Exercise directions: Search the records for the string "knit". Copy each line where it occurs.

Task inputs:
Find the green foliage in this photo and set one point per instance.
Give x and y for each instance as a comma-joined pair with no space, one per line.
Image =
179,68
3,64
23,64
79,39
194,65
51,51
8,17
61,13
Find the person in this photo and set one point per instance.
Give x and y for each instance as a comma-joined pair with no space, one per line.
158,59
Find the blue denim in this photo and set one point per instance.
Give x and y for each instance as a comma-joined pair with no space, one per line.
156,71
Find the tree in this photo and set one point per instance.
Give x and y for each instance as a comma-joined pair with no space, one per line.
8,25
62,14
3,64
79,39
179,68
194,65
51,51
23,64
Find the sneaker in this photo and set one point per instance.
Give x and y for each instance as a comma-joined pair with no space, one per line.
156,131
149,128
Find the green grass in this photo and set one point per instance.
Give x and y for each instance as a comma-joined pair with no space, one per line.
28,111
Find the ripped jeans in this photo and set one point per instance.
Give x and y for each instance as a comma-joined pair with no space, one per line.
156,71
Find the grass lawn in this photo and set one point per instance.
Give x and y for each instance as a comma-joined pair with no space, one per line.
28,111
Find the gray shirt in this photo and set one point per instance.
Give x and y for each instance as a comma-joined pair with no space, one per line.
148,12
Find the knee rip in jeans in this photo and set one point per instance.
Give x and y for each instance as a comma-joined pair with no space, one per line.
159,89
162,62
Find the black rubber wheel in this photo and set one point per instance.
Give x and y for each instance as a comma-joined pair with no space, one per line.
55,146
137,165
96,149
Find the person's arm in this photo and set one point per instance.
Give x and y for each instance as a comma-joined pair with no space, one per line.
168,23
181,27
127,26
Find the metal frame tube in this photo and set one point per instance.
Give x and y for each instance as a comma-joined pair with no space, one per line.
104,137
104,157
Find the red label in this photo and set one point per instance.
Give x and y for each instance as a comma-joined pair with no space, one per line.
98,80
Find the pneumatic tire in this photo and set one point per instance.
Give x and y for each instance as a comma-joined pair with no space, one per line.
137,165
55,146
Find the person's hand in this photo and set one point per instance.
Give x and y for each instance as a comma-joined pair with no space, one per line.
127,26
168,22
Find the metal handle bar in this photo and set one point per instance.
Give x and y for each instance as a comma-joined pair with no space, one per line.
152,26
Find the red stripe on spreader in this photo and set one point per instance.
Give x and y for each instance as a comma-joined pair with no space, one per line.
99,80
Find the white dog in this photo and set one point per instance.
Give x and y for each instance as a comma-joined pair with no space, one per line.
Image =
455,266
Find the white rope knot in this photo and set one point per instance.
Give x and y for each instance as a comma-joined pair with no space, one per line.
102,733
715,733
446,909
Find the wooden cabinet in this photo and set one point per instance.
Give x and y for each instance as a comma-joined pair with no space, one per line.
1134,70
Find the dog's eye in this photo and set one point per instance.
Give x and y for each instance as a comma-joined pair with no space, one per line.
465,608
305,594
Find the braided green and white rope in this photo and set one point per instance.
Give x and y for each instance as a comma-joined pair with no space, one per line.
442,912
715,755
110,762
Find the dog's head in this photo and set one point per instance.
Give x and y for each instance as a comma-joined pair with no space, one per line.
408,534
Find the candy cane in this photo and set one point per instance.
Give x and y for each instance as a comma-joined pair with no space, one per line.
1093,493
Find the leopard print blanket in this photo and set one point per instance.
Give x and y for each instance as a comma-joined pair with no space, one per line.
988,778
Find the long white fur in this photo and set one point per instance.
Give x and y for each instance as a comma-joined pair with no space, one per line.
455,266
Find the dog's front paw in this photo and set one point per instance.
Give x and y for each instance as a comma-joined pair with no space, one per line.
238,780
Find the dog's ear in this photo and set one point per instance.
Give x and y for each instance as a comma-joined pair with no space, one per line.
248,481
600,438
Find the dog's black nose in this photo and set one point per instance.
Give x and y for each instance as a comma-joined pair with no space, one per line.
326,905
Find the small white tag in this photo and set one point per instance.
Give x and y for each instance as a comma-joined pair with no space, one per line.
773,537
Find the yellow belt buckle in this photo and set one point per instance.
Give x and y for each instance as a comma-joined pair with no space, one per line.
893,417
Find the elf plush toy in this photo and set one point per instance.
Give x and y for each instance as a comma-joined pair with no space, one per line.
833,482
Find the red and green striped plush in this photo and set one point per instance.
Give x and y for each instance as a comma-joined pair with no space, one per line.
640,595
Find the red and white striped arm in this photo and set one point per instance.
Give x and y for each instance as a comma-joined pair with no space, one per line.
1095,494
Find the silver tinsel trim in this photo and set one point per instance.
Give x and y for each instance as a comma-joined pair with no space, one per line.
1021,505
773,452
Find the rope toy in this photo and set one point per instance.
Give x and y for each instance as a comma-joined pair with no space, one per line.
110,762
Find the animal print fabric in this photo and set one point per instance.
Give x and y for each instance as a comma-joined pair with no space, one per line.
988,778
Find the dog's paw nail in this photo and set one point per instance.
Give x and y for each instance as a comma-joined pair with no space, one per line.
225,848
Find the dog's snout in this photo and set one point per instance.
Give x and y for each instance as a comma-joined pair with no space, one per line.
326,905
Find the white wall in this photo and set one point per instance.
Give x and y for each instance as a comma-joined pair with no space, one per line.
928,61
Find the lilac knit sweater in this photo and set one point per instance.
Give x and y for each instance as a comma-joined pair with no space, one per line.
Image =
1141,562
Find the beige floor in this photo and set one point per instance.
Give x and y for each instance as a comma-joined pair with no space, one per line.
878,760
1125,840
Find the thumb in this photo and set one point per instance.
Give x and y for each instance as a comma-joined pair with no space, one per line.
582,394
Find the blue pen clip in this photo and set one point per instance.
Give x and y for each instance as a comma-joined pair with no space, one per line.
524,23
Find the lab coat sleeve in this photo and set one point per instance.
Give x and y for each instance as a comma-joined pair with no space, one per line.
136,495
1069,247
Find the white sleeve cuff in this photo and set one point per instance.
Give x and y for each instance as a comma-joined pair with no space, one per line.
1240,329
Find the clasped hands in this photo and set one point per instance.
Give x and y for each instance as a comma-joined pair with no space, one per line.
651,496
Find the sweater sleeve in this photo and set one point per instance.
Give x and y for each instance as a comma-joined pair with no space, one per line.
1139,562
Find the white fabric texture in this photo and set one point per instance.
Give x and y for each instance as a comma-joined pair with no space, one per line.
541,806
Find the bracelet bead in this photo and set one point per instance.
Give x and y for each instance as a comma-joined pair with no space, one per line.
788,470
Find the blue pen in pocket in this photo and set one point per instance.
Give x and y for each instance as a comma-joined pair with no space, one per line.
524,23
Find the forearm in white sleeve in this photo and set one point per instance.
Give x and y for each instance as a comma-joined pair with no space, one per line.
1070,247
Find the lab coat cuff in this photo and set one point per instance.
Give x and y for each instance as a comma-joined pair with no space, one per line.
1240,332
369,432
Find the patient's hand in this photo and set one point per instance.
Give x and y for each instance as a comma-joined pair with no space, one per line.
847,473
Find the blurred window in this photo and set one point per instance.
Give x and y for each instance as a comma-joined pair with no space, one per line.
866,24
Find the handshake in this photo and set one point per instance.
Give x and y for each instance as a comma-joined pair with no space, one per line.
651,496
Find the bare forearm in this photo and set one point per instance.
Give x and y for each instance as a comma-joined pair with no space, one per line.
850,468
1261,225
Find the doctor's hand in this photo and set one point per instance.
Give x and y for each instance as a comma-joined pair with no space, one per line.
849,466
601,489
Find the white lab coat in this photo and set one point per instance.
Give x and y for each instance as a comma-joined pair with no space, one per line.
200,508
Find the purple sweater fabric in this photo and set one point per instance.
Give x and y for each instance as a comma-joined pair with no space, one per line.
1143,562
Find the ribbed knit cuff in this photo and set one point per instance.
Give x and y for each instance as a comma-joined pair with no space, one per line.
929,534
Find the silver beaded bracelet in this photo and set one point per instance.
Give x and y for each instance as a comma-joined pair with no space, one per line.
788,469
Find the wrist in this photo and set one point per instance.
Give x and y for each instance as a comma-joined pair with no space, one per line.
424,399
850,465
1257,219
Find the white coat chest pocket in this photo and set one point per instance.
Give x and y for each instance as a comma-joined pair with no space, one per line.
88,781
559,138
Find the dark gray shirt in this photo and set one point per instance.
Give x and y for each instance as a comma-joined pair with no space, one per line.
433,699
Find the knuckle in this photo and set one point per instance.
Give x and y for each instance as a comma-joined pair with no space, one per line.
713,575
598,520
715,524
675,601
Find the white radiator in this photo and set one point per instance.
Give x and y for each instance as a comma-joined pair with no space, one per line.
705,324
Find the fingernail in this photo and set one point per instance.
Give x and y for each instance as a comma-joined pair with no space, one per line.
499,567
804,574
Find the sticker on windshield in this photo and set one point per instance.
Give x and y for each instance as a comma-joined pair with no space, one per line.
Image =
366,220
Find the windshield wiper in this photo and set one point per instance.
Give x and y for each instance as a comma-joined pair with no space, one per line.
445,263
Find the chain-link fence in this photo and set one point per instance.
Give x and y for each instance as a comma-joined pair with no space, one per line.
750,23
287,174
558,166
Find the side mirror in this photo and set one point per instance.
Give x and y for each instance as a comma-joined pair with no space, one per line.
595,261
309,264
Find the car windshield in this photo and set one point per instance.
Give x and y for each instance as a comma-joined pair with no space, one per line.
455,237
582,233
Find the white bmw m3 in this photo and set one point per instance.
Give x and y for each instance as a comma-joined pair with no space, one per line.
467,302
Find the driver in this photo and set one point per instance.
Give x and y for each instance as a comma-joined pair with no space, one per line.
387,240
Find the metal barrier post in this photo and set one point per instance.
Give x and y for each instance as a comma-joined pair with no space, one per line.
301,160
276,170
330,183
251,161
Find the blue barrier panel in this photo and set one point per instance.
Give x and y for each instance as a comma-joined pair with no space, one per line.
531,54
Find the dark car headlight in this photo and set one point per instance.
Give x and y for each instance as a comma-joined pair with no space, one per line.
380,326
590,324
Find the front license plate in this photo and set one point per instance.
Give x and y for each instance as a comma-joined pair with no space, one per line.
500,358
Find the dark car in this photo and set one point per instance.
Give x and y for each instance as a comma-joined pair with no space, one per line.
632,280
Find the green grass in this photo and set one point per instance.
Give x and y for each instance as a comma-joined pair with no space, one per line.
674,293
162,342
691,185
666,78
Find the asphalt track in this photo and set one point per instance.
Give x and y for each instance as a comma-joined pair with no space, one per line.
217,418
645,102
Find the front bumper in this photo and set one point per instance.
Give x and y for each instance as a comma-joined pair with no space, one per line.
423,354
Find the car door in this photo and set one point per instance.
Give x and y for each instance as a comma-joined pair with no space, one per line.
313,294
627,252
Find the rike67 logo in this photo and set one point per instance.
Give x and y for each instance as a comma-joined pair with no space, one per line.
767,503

Output of the task:
Find the lilac knit sweater in this photo and set one point per instance.
Find the ribbed knit cuff in this photo and set one point per instance.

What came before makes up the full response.